EXERCISE PASSAGE:
Ramsar Wetland
- Official name: Dafeng National Nature Reserve
- Designated: 11 January 2002
- Reference no.: 1145

= Dafeng Milu Nature Reserve =

Nature reserve in Jiangsu, China

Dafeng Milu Nature Reserve is located in Dafeng, Jiangsu Province and near the Yellow Sea coast in eastern China, with the whole area 78000 ha, the core area 2668 ha, the buffer area 2220, and the experimental area 73112. The Geological landforms are typical coastal wetland, including tidal flats, seasonal stream and part of artificial wetland together with a lot of forest land, salt marsh, and bare land. The city of Dafeng belongs to subtropical and warm temperate zone, where thermophilic crops can grow well and influenced by the East Asian monsoon. The average annual temperature is 14.5 °C and the normal precipitation is over 750 mm per year.

==Milu’s Extinction in China==
Milu is also known as Père David's deer or elaphure, a species of deer that is currently extinct in the wild. They are native to the subtropics of China, preferring marshland environment and grazing mainly on grass and aquatic plants. Early in Neolithic times, the milu's range extended across the majority of mainland China. Archaeologists have found milu antlers at settlements from the Liao River in the north to Jiangsu (including Dafeng) and Zhejiang Province and across the Yellow and Yangtze River Basins in Shaanxi and Hunan Province. However, in the late 19th century, there was only one herd belonged to Tongzhi, the Emperor of China and maintained in the Nanyuan Royal Hunting Garden. Then in 1900, the garden was occupied by German troops and some of the deer were shot and eaten by the German soldiers, some were illegally transported to Europe for exhibition and breeding.

==Characteristics of Dafeng Milu Nature Reserve==
Dafeng Milu Nature Reserve is a second reintroduction of Milu into China in 1986 where 36 milu were chosen from five UK zoological gardens with the bulk of the deer coming from Whipsnade Wild Animal Park sponsored by National Forestry Department of China and World Wildlife Fund. It is an unpolluted wetland and has been recognized as a fabulous conservation land for Milu. In 2006, the population at this Nature Reserve had researched around 950 with an average annual population increases 17%. It is now the largest Milu Nature Reserve in the world, and in 1997 it was awarded as the National Nature Reserve in China. The reserve has been designated as a Ramsar site since 2002.

PARTS OF THE EXERCISE:
A: According to the text on the Dafeng Milu Nature Reserve, what is the average annual temperature in Dafeng?
B: Extend the text on the Dafeng Milu Nature Reserve, starting after its final sentence.
The records have no connection to the text on the Dafeng Milu Nature Reserve.

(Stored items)

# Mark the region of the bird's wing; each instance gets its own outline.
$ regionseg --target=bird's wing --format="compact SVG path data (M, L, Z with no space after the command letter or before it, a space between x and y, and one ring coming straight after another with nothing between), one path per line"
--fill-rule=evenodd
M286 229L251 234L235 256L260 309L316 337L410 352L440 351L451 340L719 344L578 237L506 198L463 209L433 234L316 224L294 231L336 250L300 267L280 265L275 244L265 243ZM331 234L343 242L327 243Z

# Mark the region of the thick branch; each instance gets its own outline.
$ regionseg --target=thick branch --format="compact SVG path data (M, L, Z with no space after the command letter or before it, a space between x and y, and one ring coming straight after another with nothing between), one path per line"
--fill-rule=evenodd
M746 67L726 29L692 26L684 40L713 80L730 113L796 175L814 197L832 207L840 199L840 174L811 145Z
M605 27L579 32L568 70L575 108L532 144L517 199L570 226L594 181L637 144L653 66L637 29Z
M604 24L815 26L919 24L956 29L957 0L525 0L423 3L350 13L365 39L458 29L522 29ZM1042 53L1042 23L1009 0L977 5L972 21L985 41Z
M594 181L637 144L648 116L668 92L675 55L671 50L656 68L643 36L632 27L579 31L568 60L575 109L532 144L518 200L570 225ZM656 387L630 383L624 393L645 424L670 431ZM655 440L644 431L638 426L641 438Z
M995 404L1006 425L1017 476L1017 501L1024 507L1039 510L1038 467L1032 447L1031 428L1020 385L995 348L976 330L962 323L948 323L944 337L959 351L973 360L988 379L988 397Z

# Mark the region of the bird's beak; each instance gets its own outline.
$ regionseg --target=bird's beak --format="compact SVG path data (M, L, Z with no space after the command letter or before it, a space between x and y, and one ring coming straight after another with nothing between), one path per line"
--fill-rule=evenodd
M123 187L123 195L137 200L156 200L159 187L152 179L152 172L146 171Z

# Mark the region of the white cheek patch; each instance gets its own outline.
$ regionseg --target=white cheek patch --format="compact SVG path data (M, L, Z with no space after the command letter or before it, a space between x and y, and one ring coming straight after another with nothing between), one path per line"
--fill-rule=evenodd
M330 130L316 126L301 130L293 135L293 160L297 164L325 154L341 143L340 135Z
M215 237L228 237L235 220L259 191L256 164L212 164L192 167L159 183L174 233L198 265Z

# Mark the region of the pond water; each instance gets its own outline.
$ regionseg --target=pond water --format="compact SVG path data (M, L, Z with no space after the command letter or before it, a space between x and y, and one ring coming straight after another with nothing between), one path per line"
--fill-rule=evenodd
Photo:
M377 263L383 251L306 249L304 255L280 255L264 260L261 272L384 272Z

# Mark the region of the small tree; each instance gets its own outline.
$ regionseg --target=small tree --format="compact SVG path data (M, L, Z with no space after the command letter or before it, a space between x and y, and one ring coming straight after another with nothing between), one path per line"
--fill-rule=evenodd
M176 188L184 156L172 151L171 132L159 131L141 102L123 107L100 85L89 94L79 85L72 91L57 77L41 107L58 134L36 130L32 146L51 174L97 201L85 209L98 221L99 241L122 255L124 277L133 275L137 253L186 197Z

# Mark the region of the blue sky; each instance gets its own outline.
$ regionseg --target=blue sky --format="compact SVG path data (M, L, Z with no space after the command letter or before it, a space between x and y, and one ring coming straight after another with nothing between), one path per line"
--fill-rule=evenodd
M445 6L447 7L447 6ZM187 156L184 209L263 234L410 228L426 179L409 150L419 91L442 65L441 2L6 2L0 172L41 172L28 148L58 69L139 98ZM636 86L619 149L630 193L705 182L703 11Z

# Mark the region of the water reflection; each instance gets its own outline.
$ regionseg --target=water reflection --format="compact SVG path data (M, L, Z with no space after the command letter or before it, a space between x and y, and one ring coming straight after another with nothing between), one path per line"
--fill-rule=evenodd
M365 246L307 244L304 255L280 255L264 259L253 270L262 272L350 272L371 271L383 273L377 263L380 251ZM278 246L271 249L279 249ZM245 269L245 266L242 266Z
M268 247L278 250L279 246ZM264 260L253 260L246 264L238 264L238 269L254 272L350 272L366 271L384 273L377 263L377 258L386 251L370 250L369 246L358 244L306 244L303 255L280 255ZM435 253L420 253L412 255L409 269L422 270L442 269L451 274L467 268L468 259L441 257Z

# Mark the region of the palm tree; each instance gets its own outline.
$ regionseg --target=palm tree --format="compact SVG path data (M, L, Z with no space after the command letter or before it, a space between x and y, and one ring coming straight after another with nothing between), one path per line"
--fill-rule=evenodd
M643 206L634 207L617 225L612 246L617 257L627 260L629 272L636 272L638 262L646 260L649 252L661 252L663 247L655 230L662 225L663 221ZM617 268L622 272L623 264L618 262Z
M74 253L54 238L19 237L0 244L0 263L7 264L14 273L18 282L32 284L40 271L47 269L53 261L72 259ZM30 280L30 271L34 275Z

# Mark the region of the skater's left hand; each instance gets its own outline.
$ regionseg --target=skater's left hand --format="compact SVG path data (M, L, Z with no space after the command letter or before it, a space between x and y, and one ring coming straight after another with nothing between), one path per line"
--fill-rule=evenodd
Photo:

OUTPUTS IN ORDER:
A: 14.5 °C

B:
The Reserves have 14 species of animals, 182 species of birds, 27 reptiles and amphibian species, and more than 299 kinds of insects relying on the immense coastline and wetland, which is the paradise of the wildlife. The ecosystem of forest, grassland, water, deer and bird is being created in the Reserve and these species are living in a harmonious biological cycle. Milu have been listed as extinct in the wild, as all populations are under captive management. In Dafeng Nature Reserve, free-ranging projects have been put forward since 1986, after 10 years’ exploring, the free-ranging population has increased 13.2% by year and formed the herd of 118 free-ranging milu. Until 2013.9, the population has increased to 2027 in the Reserve.

==Tourism Destination==
Since it was opened to the public as the tourism attraction, until now more than 1 million tourists have visited the Reserve and were educated for wildlife conservation and the importance of environmental protection. There are some tourism measures that meet the sustainable development:

- Fengshen Tower (water tower)
The water tower was constructed to memorize 39 milu coming back in 1986, which has the main function to storage water in order to resolve the water shortage problem in the Reserve. Tourist can also step onto the top of the tower to overview the Reserve.

- Deer viewing Platform
The Platform was the imitation of that in Nanyuan Royal Hunting Garden, which can facilitate the tourists to enjoy the sight of peaceful deer from a distance.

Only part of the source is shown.